Work to be completed:
Each line of the data has to be retyped exactly as it is.
Start of Source data
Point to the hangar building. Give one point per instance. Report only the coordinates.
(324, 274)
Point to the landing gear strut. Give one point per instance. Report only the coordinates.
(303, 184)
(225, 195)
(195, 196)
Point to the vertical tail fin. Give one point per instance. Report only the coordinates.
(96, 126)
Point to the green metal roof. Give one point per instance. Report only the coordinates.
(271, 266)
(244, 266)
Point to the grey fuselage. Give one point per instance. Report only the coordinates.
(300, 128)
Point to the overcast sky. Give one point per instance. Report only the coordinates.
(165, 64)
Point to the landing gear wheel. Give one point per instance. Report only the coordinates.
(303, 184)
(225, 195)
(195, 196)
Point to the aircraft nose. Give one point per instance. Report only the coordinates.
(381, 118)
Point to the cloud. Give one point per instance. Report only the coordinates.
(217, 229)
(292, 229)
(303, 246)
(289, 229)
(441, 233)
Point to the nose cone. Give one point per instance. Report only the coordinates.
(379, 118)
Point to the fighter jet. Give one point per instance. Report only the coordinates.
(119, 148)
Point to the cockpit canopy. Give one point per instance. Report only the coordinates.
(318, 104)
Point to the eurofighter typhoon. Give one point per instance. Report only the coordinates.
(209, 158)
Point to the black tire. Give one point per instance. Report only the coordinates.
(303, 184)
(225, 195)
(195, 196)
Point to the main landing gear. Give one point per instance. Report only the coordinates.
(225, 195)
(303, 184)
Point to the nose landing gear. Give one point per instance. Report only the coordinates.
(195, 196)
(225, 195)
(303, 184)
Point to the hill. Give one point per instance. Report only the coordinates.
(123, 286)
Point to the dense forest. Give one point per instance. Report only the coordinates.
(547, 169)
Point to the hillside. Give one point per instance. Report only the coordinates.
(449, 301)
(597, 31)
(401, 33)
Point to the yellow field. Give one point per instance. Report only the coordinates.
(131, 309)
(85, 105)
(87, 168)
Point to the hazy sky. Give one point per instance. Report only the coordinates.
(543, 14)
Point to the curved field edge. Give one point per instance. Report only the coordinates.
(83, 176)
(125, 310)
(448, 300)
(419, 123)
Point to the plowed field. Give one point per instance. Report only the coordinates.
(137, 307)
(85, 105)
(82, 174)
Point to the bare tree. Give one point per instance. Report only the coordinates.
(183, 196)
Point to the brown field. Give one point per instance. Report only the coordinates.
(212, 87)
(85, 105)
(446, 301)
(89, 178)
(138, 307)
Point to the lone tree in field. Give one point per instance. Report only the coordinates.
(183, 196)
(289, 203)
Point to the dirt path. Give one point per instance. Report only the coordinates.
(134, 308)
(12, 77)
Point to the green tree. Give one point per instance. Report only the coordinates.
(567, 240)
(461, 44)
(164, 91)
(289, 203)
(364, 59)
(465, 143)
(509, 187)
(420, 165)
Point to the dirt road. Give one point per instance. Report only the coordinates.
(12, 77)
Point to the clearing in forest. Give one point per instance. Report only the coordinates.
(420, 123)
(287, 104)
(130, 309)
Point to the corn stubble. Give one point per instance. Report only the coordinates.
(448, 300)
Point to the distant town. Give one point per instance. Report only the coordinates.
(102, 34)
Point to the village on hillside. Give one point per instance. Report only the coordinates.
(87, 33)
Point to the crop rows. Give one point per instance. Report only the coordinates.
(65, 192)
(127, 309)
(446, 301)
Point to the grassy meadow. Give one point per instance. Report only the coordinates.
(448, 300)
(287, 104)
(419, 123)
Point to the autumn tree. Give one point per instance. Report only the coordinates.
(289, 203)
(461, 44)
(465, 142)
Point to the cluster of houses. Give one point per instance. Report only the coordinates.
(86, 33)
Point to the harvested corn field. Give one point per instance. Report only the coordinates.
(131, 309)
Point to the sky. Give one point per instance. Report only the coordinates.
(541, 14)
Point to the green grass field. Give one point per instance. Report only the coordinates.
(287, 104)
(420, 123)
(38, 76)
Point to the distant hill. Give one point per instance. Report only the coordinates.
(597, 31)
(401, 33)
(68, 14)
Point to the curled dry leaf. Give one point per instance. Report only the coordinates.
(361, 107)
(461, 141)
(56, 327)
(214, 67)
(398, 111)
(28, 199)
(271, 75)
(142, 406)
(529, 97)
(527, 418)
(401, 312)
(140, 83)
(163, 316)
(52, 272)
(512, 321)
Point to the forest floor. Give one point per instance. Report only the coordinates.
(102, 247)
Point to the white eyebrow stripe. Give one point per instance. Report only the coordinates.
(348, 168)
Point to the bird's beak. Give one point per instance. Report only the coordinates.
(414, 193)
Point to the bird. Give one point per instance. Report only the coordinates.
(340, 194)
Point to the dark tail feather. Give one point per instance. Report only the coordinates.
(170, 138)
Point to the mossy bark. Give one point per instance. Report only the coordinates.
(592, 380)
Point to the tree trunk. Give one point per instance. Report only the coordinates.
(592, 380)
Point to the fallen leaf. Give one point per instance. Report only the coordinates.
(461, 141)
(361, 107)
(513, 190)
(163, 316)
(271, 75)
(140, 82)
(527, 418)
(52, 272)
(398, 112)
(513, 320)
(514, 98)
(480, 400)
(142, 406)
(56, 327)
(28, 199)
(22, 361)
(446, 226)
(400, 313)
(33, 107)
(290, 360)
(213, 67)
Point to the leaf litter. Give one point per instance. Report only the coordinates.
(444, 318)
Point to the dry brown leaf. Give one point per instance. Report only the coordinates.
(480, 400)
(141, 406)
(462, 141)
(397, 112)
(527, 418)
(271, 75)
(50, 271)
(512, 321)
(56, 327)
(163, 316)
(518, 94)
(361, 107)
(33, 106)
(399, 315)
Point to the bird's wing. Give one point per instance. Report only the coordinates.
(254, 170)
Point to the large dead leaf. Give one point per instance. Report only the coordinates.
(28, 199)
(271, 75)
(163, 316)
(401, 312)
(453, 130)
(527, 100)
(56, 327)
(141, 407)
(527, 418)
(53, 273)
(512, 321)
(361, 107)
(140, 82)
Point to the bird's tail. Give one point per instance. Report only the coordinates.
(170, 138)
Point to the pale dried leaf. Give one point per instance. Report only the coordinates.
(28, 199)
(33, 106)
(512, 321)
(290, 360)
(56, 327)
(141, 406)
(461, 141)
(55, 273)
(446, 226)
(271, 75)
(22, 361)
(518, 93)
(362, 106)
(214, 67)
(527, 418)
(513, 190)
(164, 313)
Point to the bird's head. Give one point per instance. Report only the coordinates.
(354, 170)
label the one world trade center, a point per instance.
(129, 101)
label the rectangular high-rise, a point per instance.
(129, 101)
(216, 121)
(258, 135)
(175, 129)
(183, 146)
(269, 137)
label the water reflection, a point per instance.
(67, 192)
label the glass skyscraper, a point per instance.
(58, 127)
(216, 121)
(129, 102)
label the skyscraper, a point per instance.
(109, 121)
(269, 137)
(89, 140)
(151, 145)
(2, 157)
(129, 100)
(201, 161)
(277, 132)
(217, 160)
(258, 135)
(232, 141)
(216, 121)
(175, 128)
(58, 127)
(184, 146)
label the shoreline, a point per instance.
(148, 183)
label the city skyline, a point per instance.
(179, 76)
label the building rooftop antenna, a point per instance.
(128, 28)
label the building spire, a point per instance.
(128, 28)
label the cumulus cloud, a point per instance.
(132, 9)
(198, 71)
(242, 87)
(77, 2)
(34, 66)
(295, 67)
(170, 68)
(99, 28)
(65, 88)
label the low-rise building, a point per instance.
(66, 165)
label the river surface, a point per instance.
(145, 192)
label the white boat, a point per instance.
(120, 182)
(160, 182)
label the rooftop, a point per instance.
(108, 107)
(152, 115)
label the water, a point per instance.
End of Source data
The completed task:
Point to the hangar building. Give one point per instance. Report only the coordinates.
(324, 274)
Point to the landing gear strut. Give one point per instance. Report only the coordinates.
(303, 184)
(225, 195)
(195, 196)
Point to the vertical tail fin. Give one point per instance. Report only the coordinates.
(96, 126)
Point to the green metal roof. Give one point per instance. Report only the coordinates.
(271, 266)
(244, 266)
Point to the grey fuselage. Give one point per instance. Report only the coordinates.
(300, 128)
Point to the overcast sky. Give one point per instance. Report only the coordinates.
(165, 64)
Point to the landing gear wheel. Give one point per instance. Report only the coordinates.
(303, 184)
(225, 195)
(195, 196)
Point to the aircraft nose. Give one point per instance. Report only the coordinates.
(381, 118)
Point to the cloud. Give one point per instance. Report only the coordinates.
(217, 229)
(292, 229)
(303, 246)
(289, 229)
(441, 233)
Point to the nose cone. Give one point per instance. Report only the coordinates.
(379, 118)
Point to the fighter jet. Give one point per instance. Report only the coordinates.
(119, 148)
Point to the cockpit canopy. Give one point per instance. Report only the coordinates.
(318, 104)
Point to the eurofighter typhoon. Give one point per instance. Report only the coordinates.
(209, 158)
Point to the black tire. Give one point per instance. Report only the coordinates.
(303, 184)
(225, 195)
(195, 196)
Point to the main landing gear. Give one point per instance. Report only the coordinates.
(225, 195)
(303, 184)
Point to the nose landing gear. Give one point per instance. Report only the coordinates.
(195, 196)
(225, 195)
(303, 184)
Point to the hill. Give one point per instance. Report only the coordinates.
(123, 286)
Point to the dense forest. Give one point per instance. Report only the coordinates.
(547, 169)
Point to the hillside. Give one point per instance. Report only the coordinates.
(449, 301)
(597, 31)
(401, 33)
Point to the yellow field. Give one point per instance. Report only the coordinates.
(131, 309)
(85, 105)
(87, 168)
Point to the hazy sky. Give one point per instance. Report only the coordinates.
(543, 14)
Point to the curved field edge. Give one point per instance. Report only the coordinates.
(83, 176)
(125, 310)
(448, 300)
(419, 123)
Point to the plowed field. Give one point per instance. Report only the coordinates.
(137, 307)
(85, 105)
(82, 174)
Point to the bare tree. Give one point per instance. Report only the coordinates.
(183, 196)
Point to the brown field. Give one point per instance. Report only the coordinates.
(212, 87)
(85, 105)
(446, 301)
(89, 178)
(138, 307)
Point to the lone tree in field. Give one point per instance. Report only the coordinates.
(183, 196)
(289, 203)
Point to the dirt path. Give one point per instance. Report only the coordinates.
(134, 308)
(12, 77)
Point to the green tree. Give one point per instance. Report only the coordinates.
(567, 240)
(461, 44)
(164, 91)
(289, 203)
(364, 59)
(465, 143)
(509, 187)
(420, 165)
Point to the dirt road. Give one point per instance. Report only the coordinates.
(12, 77)
Point to the clearing in forest. Give one point per instance. Report only the coordinates.
(420, 123)
(287, 104)
(130, 309)
Point to the corn stubble. Give one point per instance. Report only the coordinates.
(448, 300)
Point to the distant town. Give one point per instance. Report only the coordinates.
(102, 34)
Point to the village on hillside. Give one point per instance. Report only the coordinates.
(87, 33)
Point to the crop rows. Give one point per instance. Report only the coordinates.
(65, 192)
(127, 309)
(446, 301)
Point to the grassy meadow. Give one point per instance. Report only the coordinates.
(448, 300)
(287, 104)
(419, 123)
Point to the autumn tree. Give one point per instance. Report only the coordinates.
(289, 203)
(461, 44)
(465, 142)
Point to the cluster of houses. Give one point per instance. Report only the coordinates.
(86, 33)
Point to the harvested corn field. Give one point per instance. Report only the coordinates.
(131, 309)
Point to the sky. Give one point per instance. Report only the coordinates.
(541, 14)
Point to the green grass field. Give one point per instance. Report only the coordinates.
(287, 104)
(420, 123)
(38, 76)
Point to the distant hill. Give one point per instance. Report only the coordinates.
(597, 31)
(401, 33)
(68, 14)
Point to the curled dry leaf. Give one point per instance. Report only the coordinates.
(361, 107)
(461, 141)
(56, 327)
(214, 67)
(398, 111)
(28, 199)
(271, 75)
(142, 406)
(529, 97)
(527, 418)
(401, 312)
(140, 83)
(163, 316)
(52, 272)
(512, 321)
Point to the forest floor. Give one point per instance. Report only the coordinates.
(102, 247)
Point to the white eyebrow stripe. Give one point per instance. Report only the coordinates.
(348, 168)
Point to the bird's beak. Give one point per instance. Report only the coordinates.
(414, 193)
Point to the bird. Give one point per instance. Report only the coordinates.
(340, 194)
Point to the dark tail feather. Give one point per instance. Report only the coordinates.
(170, 138)
Point to the mossy bark. Give one point per instance. Report only the coordinates.
(592, 380)
Point to the tree trunk. Give one point per instance. Report only the coordinates.
(592, 380)
Point to the fallen leaf. Give one point per instance. Report only the coordinates.
(461, 141)
(361, 107)
(513, 190)
(163, 316)
(271, 75)
(140, 82)
(527, 418)
(52, 272)
(398, 112)
(513, 320)
(514, 98)
(480, 400)
(142, 406)
(56, 327)
(28, 199)
(22, 361)
(446, 226)
(400, 313)
(33, 107)
(290, 360)
(213, 67)
Point to the leaf litter. Give one point per instance. Report only the coordinates.
(444, 318)
Point to the dry brown leaf. Give one point per instance. Report only the coordinates.
(480, 400)
(141, 406)
(462, 141)
(397, 112)
(527, 418)
(271, 75)
(50, 271)
(512, 321)
(56, 327)
(163, 316)
(518, 94)
(361, 107)
(33, 106)
(399, 315)
Point to the bird's wing. Give one point per instance. Report only the coordinates.
(254, 170)
Point to the large dead leaf. Give one point per instance. Report only the coordinates.
(28, 199)
(271, 75)
(163, 316)
(401, 312)
(453, 130)
(527, 100)
(56, 327)
(141, 407)
(527, 418)
(53, 273)
(512, 321)
(361, 107)
(140, 82)
Point to the bird's tail. Give one point per instance. Report only the coordinates.
(170, 138)
Point to the pale dried leaf. Give one point per instance. Report only the coordinates.
(28, 199)
(33, 106)
(512, 321)
(290, 360)
(56, 327)
(141, 406)
(461, 141)
(55, 273)
(446, 226)
(271, 75)
(22, 361)
(518, 93)
(362, 106)
(214, 67)
(527, 418)
(513, 190)
(164, 313)
Point to the bird's head. Give one point per instance. Report only the coordinates.
(354, 170)
label the one world trade center, a point per instance.
(129, 101)
label the rectangular high-rise, a point per instance.
(129, 101)
(216, 121)
(258, 135)
(175, 129)
(183, 146)
(269, 137)
label the water reflection, a point per instance.
(67, 192)
label the glass skyscraper, a point per instance.
(58, 127)
(216, 121)
(129, 102)
label the skyscraper, a point per instance.
(109, 121)
(269, 137)
(89, 140)
(151, 145)
(2, 157)
(129, 100)
(201, 161)
(277, 132)
(217, 160)
(258, 135)
(232, 141)
(216, 121)
(175, 128)
(58, 127)
(184, 146)
label the shoreline, a point per instance.
(148, 183)
label the city skyline, a point per instance.
(179, 76)
label the building rooftop antenna, a point per instance.
(128, 28)
label the building spire, a point per instance.
(128, 28)
label the cumulus cloud, a point per instance.
(132, 9)
(198, 71)
(242, 87)
(77, 2)
(34, 66)
(295, 67)
(170, 68)
(99, 28)
(65, 88)
label the low-rise building, a point per instance.
(66, 165)
label the river surface, a point per instance.
(145, 192)
label the white boat, a point per instance.
(120, 182)
(160, 182)
label the rooftop, a point per instance.
(108, 107)
(152, 115)
label the water, a point per instance.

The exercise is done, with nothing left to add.